Tarefa proposta 1 ▸
Segundo o texto sobre Charly Garcia:
(a) Quantos anos Charly Garcia tinha em 1980?
(b) Que disco ele lançou com o Serú Giran naquele ano?
(c) Quais gerações são citadas na pergunta feita quarenta e cinco anos depois?
Tarefa proposta 2 ▸ Transcreva fielmente, do texto sobre Charly Garcia, o trecho que vai de "Quarenta e cinco" até "ouvir essa música?".
Tarefa proposta 3 ▸ Como fica em inglês esta frase do texto sobre Charly Garcia: "Os jovens de ontem eram, ao mesmo tempo, relíquias patéticas e ameaças veladas."?

Trecho do texto ▸
Em 1980, Charly Garcia tinha 29 anos e já era a figura mais importante do rock argentino. Naquele ano, com o Serú Giran, lançou o disco “Bicicleta”, bem rock progressivo da época, onde incluiu “A los jóvenes de ayer”, uma canção que observava a geração anterior com uma mistura de ironia, admiração e alerta.

Garcia via aqueles homens mais velhos como bêbados na esquina de algum tango, bem vestidos com seus topetes, beijando-se o tempo todo e chorando o passado como velhas em matinê. Mas havia algo mais: “Olhem-nos, olhem-nos, estão tramando algo / Pícaros, pícaros, talvez pretendam o poder / Cuidado com eles, cuidado com eles, parecem inofensivos”. Os jovens de ontem eram, ao mesmo tempo, relíquias patéticas e ameaças veladas. Representavam grandes valores do passado, mas Garcia os via como eternos, os que sempre aparecem na TV, ocupando espaços que talvez não lhes pertencessem mais.

Quarenta e cinco anos depois, a pergunta se impõe: o que millennials e a geração Z diriam sobre essa visão? Mais importante ainda: como os mais velhos de hoje se sentiriam ao ouvir essa música?

Registros listados ▸

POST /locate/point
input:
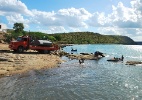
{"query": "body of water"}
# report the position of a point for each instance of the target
(94, 80)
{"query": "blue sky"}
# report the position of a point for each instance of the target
(109, 17)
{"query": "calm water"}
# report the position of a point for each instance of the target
(95, 80)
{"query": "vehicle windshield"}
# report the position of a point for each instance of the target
(19, 39)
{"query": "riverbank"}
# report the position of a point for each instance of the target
(14, 63)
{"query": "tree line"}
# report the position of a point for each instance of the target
(71, 37)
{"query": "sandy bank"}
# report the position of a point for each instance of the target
(11, 63)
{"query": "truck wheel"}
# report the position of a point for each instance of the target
(20, 49)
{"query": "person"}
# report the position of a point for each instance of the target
(81, 60)
(122, 58)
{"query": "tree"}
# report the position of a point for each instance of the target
(18, 27)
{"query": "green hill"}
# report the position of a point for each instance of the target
(91, 38)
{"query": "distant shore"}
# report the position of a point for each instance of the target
(14, 63)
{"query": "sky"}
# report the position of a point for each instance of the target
(108, 17)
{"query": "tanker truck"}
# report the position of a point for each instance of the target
(26, 42)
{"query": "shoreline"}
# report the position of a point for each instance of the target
(14, 63)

Resposta correta 1 ▸
(a) 29 anos.
(b) "Bicicleta".
(c) Os millennials e a geração Z.

Resposta correta 2 ▸
Quarenta e cinco anos depois, a pergunta se impõe: o que millennials e a geração Z diriam sobre essa visão? Mais importante ainda: como os mais velhos de hoje se sentiriam ao ouvir essa música?

Resposta correta 3 ▸ The young people of yesterday were, at the same time, pathetic relics and veiled threats.